* [Records for processing]
##############################

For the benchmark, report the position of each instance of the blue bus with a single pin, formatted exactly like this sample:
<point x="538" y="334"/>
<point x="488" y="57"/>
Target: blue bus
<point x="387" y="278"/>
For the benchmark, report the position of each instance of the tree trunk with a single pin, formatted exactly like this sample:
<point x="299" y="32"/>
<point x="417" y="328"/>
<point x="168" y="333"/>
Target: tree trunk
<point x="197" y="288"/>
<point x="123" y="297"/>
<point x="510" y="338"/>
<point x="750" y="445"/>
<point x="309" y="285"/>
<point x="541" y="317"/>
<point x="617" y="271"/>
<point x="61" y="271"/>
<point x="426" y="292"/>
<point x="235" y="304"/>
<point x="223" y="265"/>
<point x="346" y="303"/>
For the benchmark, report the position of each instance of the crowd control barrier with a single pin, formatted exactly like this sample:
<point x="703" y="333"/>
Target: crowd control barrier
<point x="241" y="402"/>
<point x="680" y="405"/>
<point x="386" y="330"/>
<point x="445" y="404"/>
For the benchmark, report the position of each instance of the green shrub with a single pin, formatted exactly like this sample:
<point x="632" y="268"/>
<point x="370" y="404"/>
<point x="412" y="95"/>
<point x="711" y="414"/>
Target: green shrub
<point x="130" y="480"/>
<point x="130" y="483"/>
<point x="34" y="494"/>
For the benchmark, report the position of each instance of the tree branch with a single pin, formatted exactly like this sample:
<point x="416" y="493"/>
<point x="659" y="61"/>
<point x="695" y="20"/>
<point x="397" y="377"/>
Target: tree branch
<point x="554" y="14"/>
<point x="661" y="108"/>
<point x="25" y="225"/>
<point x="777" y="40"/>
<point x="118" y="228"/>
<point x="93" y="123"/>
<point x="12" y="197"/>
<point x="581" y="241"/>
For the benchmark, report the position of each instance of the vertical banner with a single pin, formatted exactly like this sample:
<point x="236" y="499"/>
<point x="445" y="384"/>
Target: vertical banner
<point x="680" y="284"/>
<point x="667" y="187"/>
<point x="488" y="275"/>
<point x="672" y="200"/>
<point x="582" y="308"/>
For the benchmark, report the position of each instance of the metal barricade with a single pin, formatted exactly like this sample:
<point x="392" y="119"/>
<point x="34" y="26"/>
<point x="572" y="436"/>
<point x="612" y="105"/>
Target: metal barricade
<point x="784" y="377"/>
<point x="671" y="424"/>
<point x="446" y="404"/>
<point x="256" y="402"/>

##############################

* [Short problem] Every entry should be printed again exactly as it stands.

* [Complete response]
For the benchmark, report the position of each instance of the blue bus with a single pin, formatted exactly like this sample:
<point x="538" y="334"/>
<point x="488" y="57"/>
Target: blue bus
<point x="387" y="278"/>
For the benchmark, report the position of each instance of the tree trunk with a single pin, formatted exactly like this sample:
<point x="299" y="32"/>
<point x="417" y="328"/>
<point x="168" y="333"/>
Target: tree trunk
<point x="197" y="288"/>
<point x="123" y="297"/>
<point x="510" y="338"/>
<point x="750" y="445"/>
<point x="309" y="285"/>
<point x="541" y="317"/>
<point x="617" y="271"/>
<point x="61" y="271"/>
<point x="426" y="292"/>
<point x="235" y="304"/>
<point x="223" y="265"/>
<point x="346" y="303"/>
For the benchmark, report the position of each instance of the crowd control barrier with a single pin, formatted exactly like this sample:
<point x="703" y="333"/>
Target: crowd control barrier
<point x="241" y="402"/>
<point x="680" y="405"/>
<point x="386" y="330"/>
<point x="445" y="404"/>
For the benchmark, report the position of each instance of the green shrub with a single pin, formatted exactly like this sample:
<point x="632" y="268"/>
<point x="370" y="404"/>
<point x="412" y="95"/>
<point x="711" y="414"/>
Target: green shrub
<point x="130" y="480"/>
<point x="130" y="483"/>
<point x="34" y="494"/>
For the benchmark, report the position of each instance of the tree branch with a single pin, formatted exactly like this sample:
<point x="416" y="493"/>
<point x="659" y="61"/>
<point x="695" y="20"/>
<point x="397" y="377"/>
Target: tree branch
<point x="554" y="14"/>
<point x="661" y="108"/>
<point x="25" y="225"/>
<point x="777" y="40"/>
<point x="118" y="228"/>
<point x="93" y="123"/>
<point x="12" y="197"/>
<point x="581" y="241"/>
For the benchmark, report the position of each instance of the vertical banner with a single pin, formatted exactly like this sample:
<point x="236" y="499"/>
<point x="445" y="384"/>
Target: vertical banner
<point x="680" y="284"/>
<point x="667" y="187"/>
<point x="488" y="275"/>
<point x="672" y="200"/>
<point x="582" y="308"/>
For the benchmark, report the position of each instance of the metal barricade with a single pin, formatted exactly like this sample:
<point x="392" y="119"/>
<point x="34" y="26"/>
<point x="572" y="436"/>
<point x="612" y="105"/>
Target: metal barricade
<point x="784" y="377"/>
<point x="671" y="424"/>
<point x="446" y="404"/>
<point x="256" y="402"/>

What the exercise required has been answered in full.